> [Work required] The full listing needs to be output exactly.

> [Extracted records]

****************************************

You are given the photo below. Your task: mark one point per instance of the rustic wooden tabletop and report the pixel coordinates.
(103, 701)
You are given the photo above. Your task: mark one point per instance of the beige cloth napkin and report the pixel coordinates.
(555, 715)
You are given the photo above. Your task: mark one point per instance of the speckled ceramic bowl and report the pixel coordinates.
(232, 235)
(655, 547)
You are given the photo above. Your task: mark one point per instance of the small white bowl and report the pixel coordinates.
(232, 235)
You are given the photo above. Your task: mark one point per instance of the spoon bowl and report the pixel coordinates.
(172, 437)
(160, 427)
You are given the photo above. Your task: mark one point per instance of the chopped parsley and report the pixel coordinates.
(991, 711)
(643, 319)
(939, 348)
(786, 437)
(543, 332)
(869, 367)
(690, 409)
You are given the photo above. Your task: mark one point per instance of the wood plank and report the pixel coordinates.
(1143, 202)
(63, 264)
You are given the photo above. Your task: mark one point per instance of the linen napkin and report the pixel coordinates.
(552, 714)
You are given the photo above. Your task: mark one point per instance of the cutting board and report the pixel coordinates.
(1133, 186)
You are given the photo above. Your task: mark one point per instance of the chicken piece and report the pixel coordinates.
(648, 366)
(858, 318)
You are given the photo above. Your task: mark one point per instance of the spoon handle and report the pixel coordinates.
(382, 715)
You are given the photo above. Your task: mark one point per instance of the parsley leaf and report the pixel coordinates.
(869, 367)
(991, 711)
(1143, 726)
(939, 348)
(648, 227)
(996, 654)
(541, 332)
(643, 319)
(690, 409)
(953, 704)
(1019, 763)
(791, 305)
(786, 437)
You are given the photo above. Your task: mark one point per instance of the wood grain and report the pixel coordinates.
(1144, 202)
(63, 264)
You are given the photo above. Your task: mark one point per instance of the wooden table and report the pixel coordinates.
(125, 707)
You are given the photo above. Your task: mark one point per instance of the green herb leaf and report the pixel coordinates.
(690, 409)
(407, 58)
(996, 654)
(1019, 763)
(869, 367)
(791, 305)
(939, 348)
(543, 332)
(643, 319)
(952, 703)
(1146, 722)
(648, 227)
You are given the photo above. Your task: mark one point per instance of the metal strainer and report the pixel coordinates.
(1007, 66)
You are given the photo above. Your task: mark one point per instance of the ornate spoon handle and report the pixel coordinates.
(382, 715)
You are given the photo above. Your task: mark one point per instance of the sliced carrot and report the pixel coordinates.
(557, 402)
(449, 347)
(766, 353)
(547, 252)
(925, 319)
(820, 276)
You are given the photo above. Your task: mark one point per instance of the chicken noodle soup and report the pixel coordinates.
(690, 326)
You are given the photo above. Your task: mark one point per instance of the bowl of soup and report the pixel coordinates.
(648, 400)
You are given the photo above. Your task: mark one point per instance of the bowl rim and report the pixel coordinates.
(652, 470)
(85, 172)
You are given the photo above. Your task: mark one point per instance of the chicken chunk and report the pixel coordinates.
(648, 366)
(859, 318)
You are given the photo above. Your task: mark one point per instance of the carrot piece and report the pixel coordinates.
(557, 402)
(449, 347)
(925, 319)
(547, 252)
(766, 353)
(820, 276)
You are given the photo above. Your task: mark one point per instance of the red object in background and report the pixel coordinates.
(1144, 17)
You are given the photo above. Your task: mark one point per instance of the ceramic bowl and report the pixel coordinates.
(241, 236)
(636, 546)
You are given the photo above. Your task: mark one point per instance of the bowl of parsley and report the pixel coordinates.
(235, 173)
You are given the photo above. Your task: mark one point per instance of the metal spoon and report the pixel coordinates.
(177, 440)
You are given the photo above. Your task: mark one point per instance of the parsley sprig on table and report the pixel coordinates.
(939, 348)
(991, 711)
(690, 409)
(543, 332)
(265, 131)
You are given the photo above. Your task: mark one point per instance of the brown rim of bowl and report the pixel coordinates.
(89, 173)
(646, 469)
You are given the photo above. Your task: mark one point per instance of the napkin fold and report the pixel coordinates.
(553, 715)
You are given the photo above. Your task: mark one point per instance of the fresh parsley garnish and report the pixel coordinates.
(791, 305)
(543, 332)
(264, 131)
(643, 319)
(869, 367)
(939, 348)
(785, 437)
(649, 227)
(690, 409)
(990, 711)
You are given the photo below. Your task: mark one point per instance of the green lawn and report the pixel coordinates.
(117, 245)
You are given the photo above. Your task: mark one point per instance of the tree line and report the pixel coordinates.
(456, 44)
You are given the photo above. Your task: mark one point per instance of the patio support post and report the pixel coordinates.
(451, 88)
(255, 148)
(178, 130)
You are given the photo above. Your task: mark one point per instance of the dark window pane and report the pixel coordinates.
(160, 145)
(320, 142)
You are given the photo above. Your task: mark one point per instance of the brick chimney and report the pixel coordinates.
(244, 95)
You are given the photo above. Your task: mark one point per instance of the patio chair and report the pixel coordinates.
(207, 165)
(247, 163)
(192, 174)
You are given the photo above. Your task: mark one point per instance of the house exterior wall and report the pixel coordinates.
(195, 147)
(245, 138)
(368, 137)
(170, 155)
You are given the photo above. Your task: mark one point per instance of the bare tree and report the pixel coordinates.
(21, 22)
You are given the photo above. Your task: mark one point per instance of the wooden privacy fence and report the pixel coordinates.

****************************************

> [Result of the task]
You are given the photo below. Your task: mark one point per instance of the rustic wooden tabletop and report the pixel coordinates.
(103, 701)
You are given the photo above. Your task: mark one point per instance of the beige cloth napkin and report the pixel coordinates.
(555, 715)
You are given the photo above. Your task: mark one point per instance of the speckled ceramic bowl and report the pixel coordinates.
(232, 235)
(655, 547)
You are given the photo above. Your task: mark one point per instance of the small white bowl and report the pixel coordinates.
(232, 235)
You are given the photo above. Your task: mark one point per instance of the spoon bowl and report the pixel coordinates.
(172, 437)
(160, 427)
You are given the photo above. Your task: mark one point per instance of the chopped parsley and report the pixel coordinates.
(991, 711)
(643, 319)
(939, 348)
(786, 437)
(543, 332)
(869, 367)
(690, 409)
You are given the photo above. Your task: mark one point per instance of the wood plank and report the pixel coordinates.
(1143, 202)
(63, 264)
You are given the photo above. Your task: mark one point per instance of the linen napkin and report the pixel coordinates.
(552, 714)
You are given the photo above. Your task: mark one point per instance of the cutting board and report the pixel coordinates.
(1133, 186)
You are given the photo above. Your task: mark one point per instance of the chicken piece and report the pixel coordinates.
(648, 366)
(858, 318)
You are given the photo above. Your task: mark one point per instance of the spoon handle and report the pixel coordinates.
(382, 715)
You are given the photo above. Your task: mark one point per instance of the parsley leaf and report the pixel coordinates.
(869, 367)
(991, 711)
(1143, 726)
(939, 348)
(648, 227)
(996, 654)
(541, 332)
(643, 319)
(690, 409)
(953, 704)
(1019, 763)
(791, 305)
(786, 437)
You are given the photo above. Your task: mark one point per instance of the wood grain and report the pixel coordinates.
(1144, 202)
(63, 264)
You are given the photo above. Your task: mark one point per instance of the wooden table and report the pixel coordinates.
(125, 707)
You are given the photo above. Your task: mark one point per instance of the green herb leaf and report the pixel coordinates.
(690, 409)
(407, 58)
(996, 654)
(1019, 763)
(869, 367)
(791, 305)
(939, 348)
(543, 332)
(643, 319)
(952, 703)
(1146, 722)
(648, 227)
You are given the photo above. Your task: mark one point per instance of the metal strainer and report the pixel coordinates.
(1007, 66)
You are given the photo above. Your task: mark one point per instance of the ornate spoon handle and report the pixel coordinates.
(382, 715)
You are given the photo above. Your task: mark one point per instance of the sliced carrot and report the pixel coordinates.
(557, 402)
(449, 347)
(766, 353)
(547, 252)
(925, 319)
(820, 276)
You are given the photo above. Your task: mark one point per instance of the chicken noodle soup and report the pixel coordinates.
(690, 326)
You are given the photo above. Your task: mark one point per instance of the bowl of soup and report the pixel coordinates.
(648, 400)
You are given the photo above. Your task: mark one point per instance of the bowl rim and report the pixel coordinates.
(652, 470)
(85, 172)
You are given the photo above. Your task: mark one point per instance of the chicken chunk and report the pixel coordinates.
(648, 366)
(859, 318)
You are given the photo above. Your task: mark one point per instance of the carrot piece and report the pixel coordinates.
(557, 402)
(449, 347)
(925, 319)
(547, 252)
(766, 353)
(820, 276)
You are given the photo above. Your task: mark one point per instance of the red object in background and report the pixel coordinates.
(1144, 17)
You are given the photo above. Your task: mark one point per instance of the ceramic bowl and report the pixel coordinates.
(241, 236)
(636, 546)
You are given the photo above. Your task: mark one point per instance of the bowl of parsley and report the pixel coordinates.
(235, 173)
You are given the photo above. Your task: mark one point per instance of the metal spoon and report the pixel coordinates.
(177, 440)
You are given the photo above. Your task: mark one point per instance of the parsley sprig on table and report the pixel coordinates.
(939, 348)
(991, 711)
(690, 409)
(543, 332)
(265, 131)
You are given the photo above. Your task: mark one point per instance of the brown rim of bowl and report the pixel coordinates.
(89, 173)
(646, 469)
You are given the photo above. Your task: mark one point per instance of the napkin fold and report the pixel coordinates.
(553, 715)
You are given the photo above. Your task: mark one point per instance of the fresh parsley garnish and report the pixel coordinates.
(791, 305)
(543, 332)
(264, 131)
(643, 319)
(869, 367)
(939, 348)
(785, 437)
(649, 227)
(690, 409)
(990, 711)
You are given the photo below. Your task: mark one point per instance of the green lawn and report the pixel coordinates.
(117, 245)
You are given the photo above. Your task: mark one point per instance of the tree line and report the pixel coordinates.
(456, 44)
You are given the photo above. Your task: mark one point per instance of the patio support post and report the pixel coordinates.
(451, 88)
(255, 148)
(178, 130)
You are given the photo above. Your task: mark one point per instance of the dark window pane and report the pixel coordinates.
(160, 145)
(320, 142)
You are given the photo above. Your task: mark one point per instance of the brick chimney and report the pixel coordinates.
(244, 95)
You are given the photo above. Your task: mark one point per instance of the patio chair and report the pixel coordinates.
(207, 165)
(247, 163)
(192, 174)
You are given the photo above. Your task: mark one point per instance of the house exterior wall and report the pixel coordinates.
(195, 147)
(245, 138)
(368, 137)
(170, 155)
You are given the photo above. Your task: mark one point per instance of the bare tree and report the pixel coordinates.
(21, 22)
You are given the photo above. Your task: mark one point per instance of the wooden privacy fence and report the pixel coordinates.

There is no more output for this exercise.